**Stored data entries:**
· · · ·
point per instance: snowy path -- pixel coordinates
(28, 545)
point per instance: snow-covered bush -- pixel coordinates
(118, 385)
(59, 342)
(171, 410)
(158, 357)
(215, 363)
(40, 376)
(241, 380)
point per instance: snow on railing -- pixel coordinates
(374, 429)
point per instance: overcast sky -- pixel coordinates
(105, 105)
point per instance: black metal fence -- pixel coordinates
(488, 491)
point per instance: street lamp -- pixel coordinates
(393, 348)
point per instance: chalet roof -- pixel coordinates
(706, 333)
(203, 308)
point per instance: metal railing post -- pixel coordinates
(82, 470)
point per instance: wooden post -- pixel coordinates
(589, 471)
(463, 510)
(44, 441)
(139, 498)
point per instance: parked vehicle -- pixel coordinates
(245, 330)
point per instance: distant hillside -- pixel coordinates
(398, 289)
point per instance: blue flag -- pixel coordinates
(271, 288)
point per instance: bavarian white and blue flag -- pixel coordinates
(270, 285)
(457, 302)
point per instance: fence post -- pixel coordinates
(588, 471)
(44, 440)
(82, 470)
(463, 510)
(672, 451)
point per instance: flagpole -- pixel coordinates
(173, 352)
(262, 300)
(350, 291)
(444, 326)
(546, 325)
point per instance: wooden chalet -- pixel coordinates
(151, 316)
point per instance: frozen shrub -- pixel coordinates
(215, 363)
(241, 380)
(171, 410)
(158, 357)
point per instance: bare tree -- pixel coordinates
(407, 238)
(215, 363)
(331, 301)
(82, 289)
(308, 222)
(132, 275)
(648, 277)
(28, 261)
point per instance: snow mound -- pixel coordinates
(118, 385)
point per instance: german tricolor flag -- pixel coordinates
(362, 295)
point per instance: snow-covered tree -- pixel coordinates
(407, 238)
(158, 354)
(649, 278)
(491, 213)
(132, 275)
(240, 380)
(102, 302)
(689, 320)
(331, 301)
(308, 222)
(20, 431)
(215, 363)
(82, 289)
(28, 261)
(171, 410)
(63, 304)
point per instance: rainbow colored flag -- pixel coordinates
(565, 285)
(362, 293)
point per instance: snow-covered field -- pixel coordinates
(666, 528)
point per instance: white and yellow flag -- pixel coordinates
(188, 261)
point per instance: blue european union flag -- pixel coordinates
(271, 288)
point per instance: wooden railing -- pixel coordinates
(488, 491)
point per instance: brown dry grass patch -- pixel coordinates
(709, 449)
· · · ·
**Task brief:**
Take the lines from the one containing "point per instance: frozen" to the last line of the material above and write them out exactly.

**Complete output:**
point per instance: frozen shrub -- pixel coordinates
(215, 363)
(241, 380)
(171, 410)
(158, 357)
point per instance: bare tree -- pixel coordinates
(407, 238)
(215, 363)
(331, 301)
(82, 289)
(308, 222)
(132, 275)
(648, 277)
(28, 261)
point per instance: snow mound -- pixel coordinates
(118, 385)
point per instance: german tricolor flag -- pixel coordinates
(362, 295)
point per instance: snow-covered tree -- pixel coordinates
(407, 238)
(158, 354)
(649, 278)
(491, 213)
(132, 275)
(240, 380)
(102, 302)
(689, 320)
(331, 301)
(308, 222)
(20, 431)
(215, 363)
(82, 289)
(28, 261)
(171, 410)
(63, 304)
point per instance: rainbow colored flag -- pixel coordinates
(565, 285)
(362, 293)
point per instance: snow-covered field -- pixel coordinates
(666, 528)
point per instance: white and yellow flag -- pixel coordinates
(188, 261)
point per instance: blue european union flag -- pixel coordinates
(271, 288)
point per instance: wooden railing -- pixel coordinates
(488, 491)
point per instance: brown dry grass patch -- pixel coordinates
(709, 449)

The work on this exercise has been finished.